■ SOURCE MATERIAL
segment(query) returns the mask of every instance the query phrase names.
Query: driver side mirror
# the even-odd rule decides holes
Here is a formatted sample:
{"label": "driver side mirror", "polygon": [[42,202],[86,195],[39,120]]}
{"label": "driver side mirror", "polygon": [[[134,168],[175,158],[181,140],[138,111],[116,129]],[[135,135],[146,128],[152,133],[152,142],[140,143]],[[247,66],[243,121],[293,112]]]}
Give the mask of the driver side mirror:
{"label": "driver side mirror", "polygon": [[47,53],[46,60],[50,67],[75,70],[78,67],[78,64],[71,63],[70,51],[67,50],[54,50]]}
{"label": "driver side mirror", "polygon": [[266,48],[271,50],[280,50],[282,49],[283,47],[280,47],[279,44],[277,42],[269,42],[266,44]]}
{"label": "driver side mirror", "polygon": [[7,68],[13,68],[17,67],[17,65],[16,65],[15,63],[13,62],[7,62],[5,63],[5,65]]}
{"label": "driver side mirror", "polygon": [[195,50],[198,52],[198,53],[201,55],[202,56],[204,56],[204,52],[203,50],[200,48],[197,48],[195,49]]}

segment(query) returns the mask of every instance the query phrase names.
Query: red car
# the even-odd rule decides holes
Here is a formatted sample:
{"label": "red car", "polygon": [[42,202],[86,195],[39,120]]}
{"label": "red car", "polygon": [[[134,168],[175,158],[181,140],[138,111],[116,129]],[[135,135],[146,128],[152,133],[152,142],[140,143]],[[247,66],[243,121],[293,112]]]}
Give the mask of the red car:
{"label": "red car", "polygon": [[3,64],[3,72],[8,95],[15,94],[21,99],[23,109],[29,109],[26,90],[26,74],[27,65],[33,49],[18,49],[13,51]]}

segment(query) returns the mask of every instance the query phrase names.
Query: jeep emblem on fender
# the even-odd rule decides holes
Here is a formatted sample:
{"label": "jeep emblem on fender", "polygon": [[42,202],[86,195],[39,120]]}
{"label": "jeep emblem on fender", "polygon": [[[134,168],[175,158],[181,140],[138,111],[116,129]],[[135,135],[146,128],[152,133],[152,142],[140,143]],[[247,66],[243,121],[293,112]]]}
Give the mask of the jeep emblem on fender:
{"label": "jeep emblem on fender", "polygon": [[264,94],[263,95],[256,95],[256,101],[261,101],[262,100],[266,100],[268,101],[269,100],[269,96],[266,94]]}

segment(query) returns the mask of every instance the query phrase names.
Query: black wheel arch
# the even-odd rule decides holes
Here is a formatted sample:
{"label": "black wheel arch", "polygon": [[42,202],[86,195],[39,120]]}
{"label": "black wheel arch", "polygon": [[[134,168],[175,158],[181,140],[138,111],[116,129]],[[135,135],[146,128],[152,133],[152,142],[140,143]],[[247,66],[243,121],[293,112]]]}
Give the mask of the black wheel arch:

■ YOUR OBJECTIVE
Show every line of the records that contains the string "arch", matching case exactly.

■ FULL OUTPUT
Query: black wheel arch
{"label": "black wheel arch", "polygon": [[42,202],[86,195],[39,120]]}
{"label": "black wheel arch", "polygon": [[[134,168],[175,158],[181,140],[138,111],[116,129]],[[135,135],[146,128],[152,133],[152,142],[140,143]],[[247,66],[243,121],[293,112]]]}
Give the mask of the black wheel arch:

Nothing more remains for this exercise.